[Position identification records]
## begin

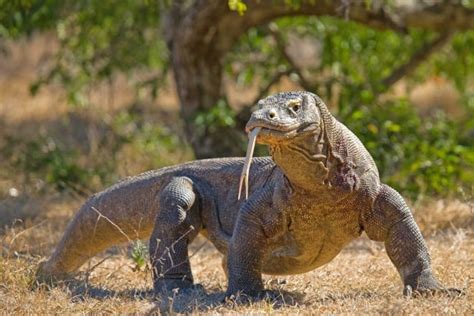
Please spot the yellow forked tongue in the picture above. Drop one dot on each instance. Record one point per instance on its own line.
(248, 160)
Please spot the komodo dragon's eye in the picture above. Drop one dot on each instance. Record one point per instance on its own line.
(294, 105)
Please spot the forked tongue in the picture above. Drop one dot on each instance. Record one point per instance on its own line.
(244, 176)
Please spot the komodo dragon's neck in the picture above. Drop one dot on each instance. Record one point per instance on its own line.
(309, 160)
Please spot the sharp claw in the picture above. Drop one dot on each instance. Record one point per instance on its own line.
(244, 177)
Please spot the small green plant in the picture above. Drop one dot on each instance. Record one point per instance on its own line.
(139, 255)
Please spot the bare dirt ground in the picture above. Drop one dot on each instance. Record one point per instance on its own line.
(361, 280)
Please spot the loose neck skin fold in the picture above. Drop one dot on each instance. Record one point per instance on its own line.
(309, 158)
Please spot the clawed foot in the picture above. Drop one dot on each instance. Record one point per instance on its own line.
(172, 288)
(408, 291)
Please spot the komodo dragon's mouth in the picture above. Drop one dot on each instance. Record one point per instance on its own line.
(254, 130)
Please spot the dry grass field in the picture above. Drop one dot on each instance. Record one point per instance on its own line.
(361, 280)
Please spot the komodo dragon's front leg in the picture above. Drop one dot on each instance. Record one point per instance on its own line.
(390, 220)
(177, 223)
(258, 222)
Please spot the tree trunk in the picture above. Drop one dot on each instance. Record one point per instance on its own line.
(199, 33)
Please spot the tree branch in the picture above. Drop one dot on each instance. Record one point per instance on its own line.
(416, 59)
(273, 30)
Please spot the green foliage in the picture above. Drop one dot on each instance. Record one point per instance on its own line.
(415, 155)
(218, 116)
(51, 161)
(99, 39)
(238, 5)
(158, 142)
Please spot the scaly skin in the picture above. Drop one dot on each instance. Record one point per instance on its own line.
(318, 191)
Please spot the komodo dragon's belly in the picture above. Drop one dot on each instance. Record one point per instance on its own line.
(314, 237)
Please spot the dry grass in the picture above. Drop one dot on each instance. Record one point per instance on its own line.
(360, 280)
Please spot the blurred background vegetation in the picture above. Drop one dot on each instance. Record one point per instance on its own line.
(92, 91)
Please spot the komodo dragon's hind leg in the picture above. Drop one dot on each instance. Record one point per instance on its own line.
(100, 223)
(177, 223)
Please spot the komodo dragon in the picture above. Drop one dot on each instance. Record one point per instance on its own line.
(318, 191)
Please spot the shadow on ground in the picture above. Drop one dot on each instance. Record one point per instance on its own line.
(196, 300)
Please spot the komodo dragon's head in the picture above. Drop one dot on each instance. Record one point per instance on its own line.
(283, 117)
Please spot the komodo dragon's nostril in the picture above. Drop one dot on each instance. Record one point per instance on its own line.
(271, 114)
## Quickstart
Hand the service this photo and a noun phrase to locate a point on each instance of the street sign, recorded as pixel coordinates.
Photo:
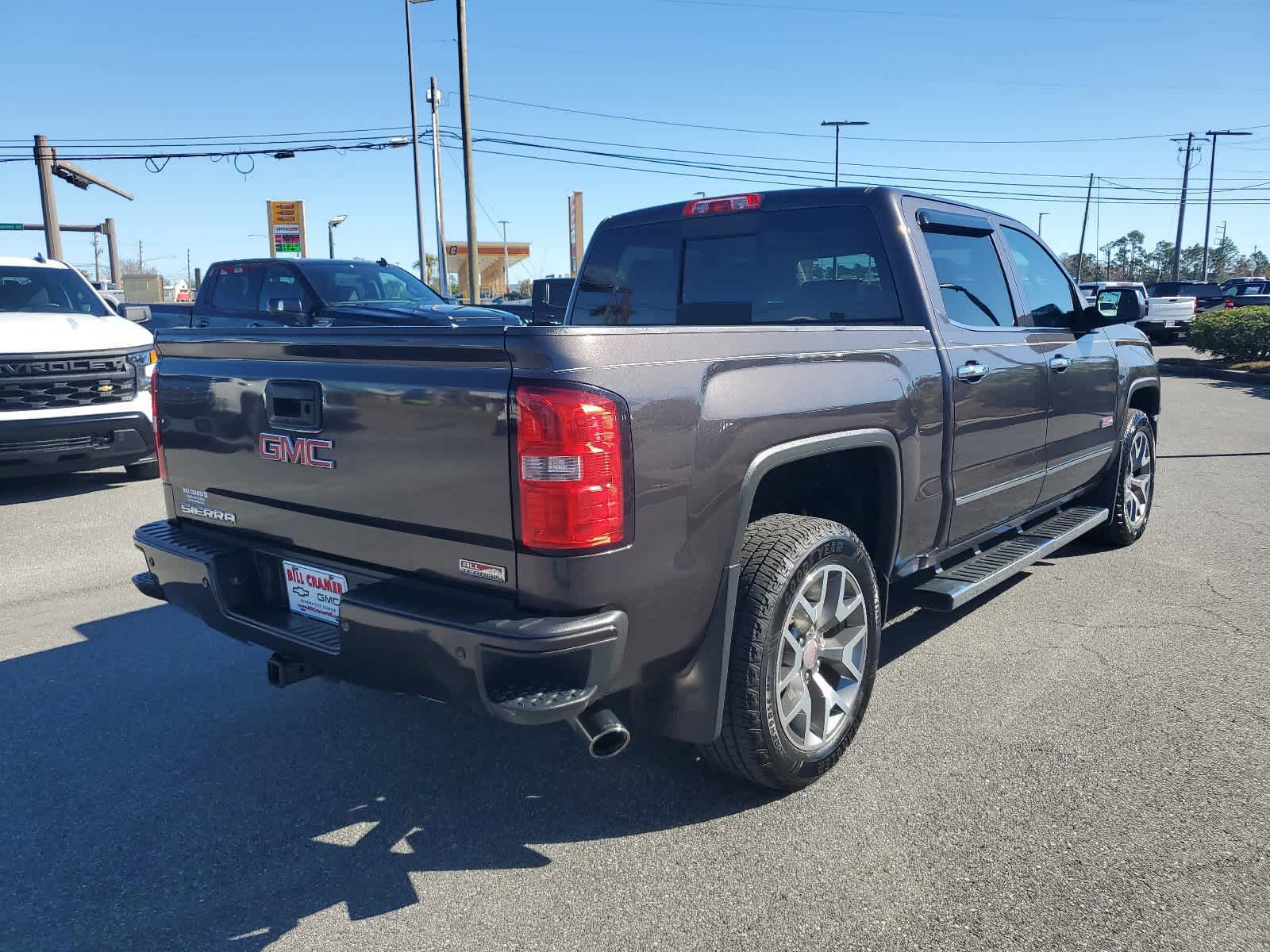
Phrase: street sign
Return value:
(286, 228)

## end

(Written instruction) Reproduce all of the entries above, changing each "Drop one dot" to "Place a single mark" and leaving every other word as it is. Omit the pictures.

(Result for this task)
Please spot the yellow forked tongue in the picture above. Place a single mark on each instance. Record one point per instance on its own line.
(248, 160)
Please spot the komodo dragon's eye in the picture above. Place a single mark on each instance. Record one point per instance on its own line.
(294, 105)
Please spot the forked tongue in the picture above. Place a single mark on each instance. Record one point per instance on its own line.
(244, 176)
Please spot the komodo dragon's neck in the picture above. Place a single mark on each instance. Record one point per instance on its own line.
(309, 160)
Please spot the sharp claw in the picture above. Place a single mark on each instance. Record one point per instance on its own line.
(244, 177)
Please spot the small green plant in the picture above. Place a single mark on each instance. Record one point per instance on its own line.
(139, 255)
Please spot the bare dirt ground in the picture above. Place a single mark on each instance. Record one point per instance on its own line.
(361, 280)
Please spot the loose neck skin fold in the picture above. Place a single mark on each instance. Record one point per instance on its own line.
(309, 158)
Please spot the clawed foot in the picture above. Place a single mark on each instance. Record one point per instance on its own line.
(172, 288)
(408, 291)
Please spot the komodo dragon's mouth in the picture above. Place a single mark on each instance. Record one point per instance on its own line.
(254, 130)
Please spot the dry grass field in the picture above. Place a single mark on each instance. Record one point per instance on its own line.
(361, 280)
Please spot the komodo dragon's front leg in the picture above. Place a single mark on each instance. Record one point per instance on its own line.
(390, 220)
(177, 223)
(258, 222)
Please spot the tree trunk in the picture above. Place a single mark on each instance. Record one point per instance on its own line.
(199, 33)
Please spot the tree branch in the picture above. Place a single mark on each instance. Record one point per instance on its own line.
(416, 59)
(273, 30)
Please spot the green foliage in the picture above. Place a single mark on each instance. Record one point per instance on its own line.
(415, 155)
(218, 116)
(51, 161)
(99, 39)
(238, 5)
(158, 142)
Please spot the scaly skin in the picture above. Place a single mark on each instance. Record one point per instance on its own line.
(318, 191)
Please spot the komodo dragon's belly in the picture above. Place a single mark on each instance. Record one point per instance on its own line.
(314, 237)
Please spot the dry grass in the picture above. Place a single mark on each instance. Record one point per instance on its own line.
(360, 280)
Please spot the blurred background vegetation in the picture above. Place a single mark on each instance. Record one point per instance on its own line.
(92, 91)
Please spot the komodo dragon's hind leg in the picture above. Place a single mark on each instance. Record one point per instance on its own line.
(100, 223)
(177, 223)
Please spot the komodo dragon in the picture above. Place a single mark on each instance. Record one point per instance on its own line.
(318, 191)
Please spot the shadow on ground in the picture above. Place a single mark on each instance. Record one point per instance on its own line.
(196, 300)
Please spot the komodo dragon's head in the picture above. Place a single mark on each instance. Record one point per instance on its own line.
(283, 117)
Please spot the komodo dragon's nostril in the picture above. Place a single mark on each instance. Record one point per instance on its own line.
(271, 114)
## Quickstart
Hand the service this photo and a noun phrase to locate a point on each instance of the street sign, recorded as pixel coordinates.
Photo:
Phrase: street sign
Return value:
(286, 228)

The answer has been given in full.